## Text
------
Naming is hard

There are only two hard things in Computer Science: cache invalidation and naming things. — Phil Karlton

I'm a software developer for almost a decade now, and if I had to choose a single quote that was always true for me for that time it would be the one above.

Undoubtedly mapping real-world problems and implementing solutions for them must involve naming concepts in the first place and agreeing on vocabulary. It is not only a problem domain but also our experience that makes us better on calling classes, methods, variables, and all related concepts.

I was looking for a side project and came up with an idea of a web site where you put your roughly sketched name for a concept, and you will see a list of suggestions based on: – user query general language synonyms – and additionally (and more importantly) a list of synonyms based on already existing code from GitHub public repositories.

This way, you can find inspiration coming from other engineers' minds similar to yours (it does not mean they were right themselves, but at least you can get more options to choose from).
------
## Recorded data

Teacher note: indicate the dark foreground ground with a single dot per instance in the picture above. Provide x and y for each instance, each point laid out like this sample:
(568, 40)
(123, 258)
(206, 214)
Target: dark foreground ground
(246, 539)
------
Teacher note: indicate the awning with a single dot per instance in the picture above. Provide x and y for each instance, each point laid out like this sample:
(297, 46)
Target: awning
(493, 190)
------
## Goals
**A)** Summarize the text on naming in two sentences.
**B)** Retype the part of the text on naming between "There are only" and "all related concepts.", inclusive.

## Full answers
**A)** A software developer of nearly ten years says Phil Karlton's quote naming cache invalidation and naming things as the two hard things in computer science has always held true, since solving real problems requires naming concepts and agreeing on vocabulary. For a side project, the developer thought of a website that takes a rough name for a concept and suggests alternatives from general language synonyms and from existing code in public GitHub repositories, giving more options to choose from.

**B)**
There are only two hard things in Computer Science: cache invalidation and naming things. — Phil Karlton

I'm a software developer for almost a decade now, and if I had to choose a single quote that was always true for me for that time it would be the one above.

Undoubtedly mapping real-world problems and implementing solutions for them must involve naming concepts in the first place and agreeing on vocabulary. It is not only a problem domain but also our experience that makes us better on calling classes, methods, variables, and all related concepts.